(DOCUMENT SECTION):
◆ ◆ ◆ ◆ ◆

Dawn Service address 2015

4 mins read
Lieutenant General David Morrison AO, Chief of Army

We see them now, our servicemen and women of the war to end all wars, through a photographic lens that is tinged in sepia; faces seen stern, or laughing with mates, in black and white; shown moving in the film of the day in somewhat stilted motion.

It shapes our thinking.

Their letters and their diary entries, in copperplate handwriting and more formal in expression than our modern idiom, adds a layer to the sense that they were somehow different; that their world, their hopes, their aspirations and fears are removed from ours by more than just the passage of 100 years. They are a generation seemingly set apart.
And at one level they are.

When the fighting finally stopped and they returned from France, from Palestine, from service abroad back to Australia, the land of their birth or where they now called home, so much had changed - family, friends, community but most of all themselves. Our New Zealand brothers and sisters in arms experienced the same.

The certainties and adventure of 1914 had been washed away in waves of loss and failed hope, now replaced by the strangeness of a world if not at peace, then one, at least, no longer at war.

Children met for the first time; partners and parents rediscovered; mates mourned over and remembered, and so much had changed. They were, through fate and bloody circumstance ANZACs by name but more essentially men and women changed forever by war.

And for those who had crossed a foreign shore one hundred years ago this morning - under fire, amidst the terrible new sounds and sights of battle, of dying, of calls for courage and for duty done, who had improbably survived to see their world made new, what must they have felt on their return?

The long journey from Gallipoli to the breaking of the German line in November 1918, marked by failure and success, loss and life long mateship had left its indelible mark on them and their country.

◆ ◆ ◆ ◆ ◆

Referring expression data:
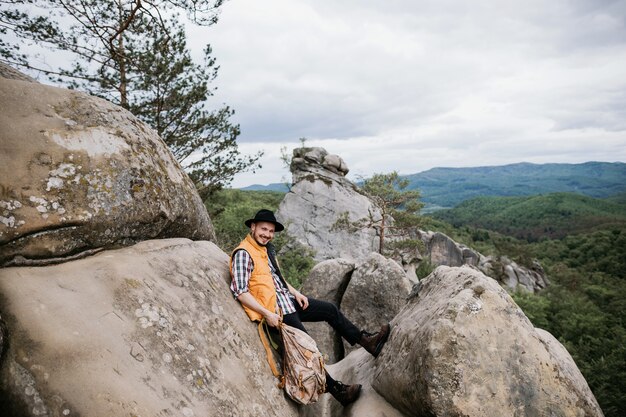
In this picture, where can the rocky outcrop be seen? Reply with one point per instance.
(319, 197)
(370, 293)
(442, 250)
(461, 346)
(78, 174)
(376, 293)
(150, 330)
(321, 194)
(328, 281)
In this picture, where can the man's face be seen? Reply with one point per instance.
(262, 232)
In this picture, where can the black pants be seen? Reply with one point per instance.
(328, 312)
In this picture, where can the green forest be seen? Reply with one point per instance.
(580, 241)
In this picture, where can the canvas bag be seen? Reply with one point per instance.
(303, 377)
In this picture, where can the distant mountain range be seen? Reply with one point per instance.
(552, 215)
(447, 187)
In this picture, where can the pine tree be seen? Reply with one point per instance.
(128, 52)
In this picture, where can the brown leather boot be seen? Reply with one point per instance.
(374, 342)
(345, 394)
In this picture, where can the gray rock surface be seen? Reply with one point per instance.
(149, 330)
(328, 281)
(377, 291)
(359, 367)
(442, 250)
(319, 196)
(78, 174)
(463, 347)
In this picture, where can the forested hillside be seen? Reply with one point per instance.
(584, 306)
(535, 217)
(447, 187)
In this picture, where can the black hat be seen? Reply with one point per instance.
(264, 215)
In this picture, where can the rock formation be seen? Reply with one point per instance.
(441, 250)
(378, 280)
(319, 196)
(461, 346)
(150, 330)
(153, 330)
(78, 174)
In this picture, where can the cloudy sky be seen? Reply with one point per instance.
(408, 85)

◆ ◆ ◆ ◆ ◆

(PARTS OF THE EXERCISE):
A. Reproduce the part of the 2015 Dawn Service address starting with "When the fighting" and going on through "longer at war.".
B. Answer these questions about the 2015 Dawn Service address:
(i) Who delivered the address?
(ii) In what kind of handwriting were the letters and diary entries written?
(iii) In what month and year does the address place the breaking of the German line?
C. Resume the 2015 Dawn Service address, writing on from its final sentence.

(RESULTS FOR EACH TASK):
A.
When the fighting finally stopped and they returned from France, from Palestine, from service abroad back to Australia, the land of their birth or where they now called home, so much had changed - family, friends, community but most of all themselves. Our New Zealand brothers and sisters in arms experienced the same.

The certainties and adventure of 1914 had been washed away in waves of loss and failed hope, now replaced by the strangeness of a world if not at peace, then one, at least, no longer at war.

B.
(i) Lieutenant General David Morrison AO, Chief of Army.
(ii) Copperplate handwriting.
(iii) November 1918.

C.
If war is a sin against humanity, as some would hold, then war itself is punishment for that sin, compounded by its endless repetition and its hold on those who have experienced its terrors. Such was the mark many brought home to their families who continued, as so many families have and still do, to live daily with the indelible memories of those who had fought and who cannot let go.

But at another level there is little that separates them from we who gather to remember. Like us, they were men and women of their time - responding to their events in their world in the context of the society and families in which they lived. Like us, they dreamed of something better; they loved and were loved in return; were prepared to fight for their beliefs; were, like us, prey to fears and human despair.

It makes their sacrifice, and their capacity to endure, real despite the passage of time. It gives colour to those shades of black and white.

As a serving soldier there is a long line of servicemen and women that connects me to those who stormed ashore 100 years ago. That line is formed by names such as Villers-Bretonneux, Tobruk, El Alamein, Kokoda, Kapyong, Long Tan, Timor, Iraq and Afghanistan. It is made whole by the names on the roll of honour of our War Memorial - over 100 000 of our fellow citizens who in the ultimate act put service before self in our Nation’s name.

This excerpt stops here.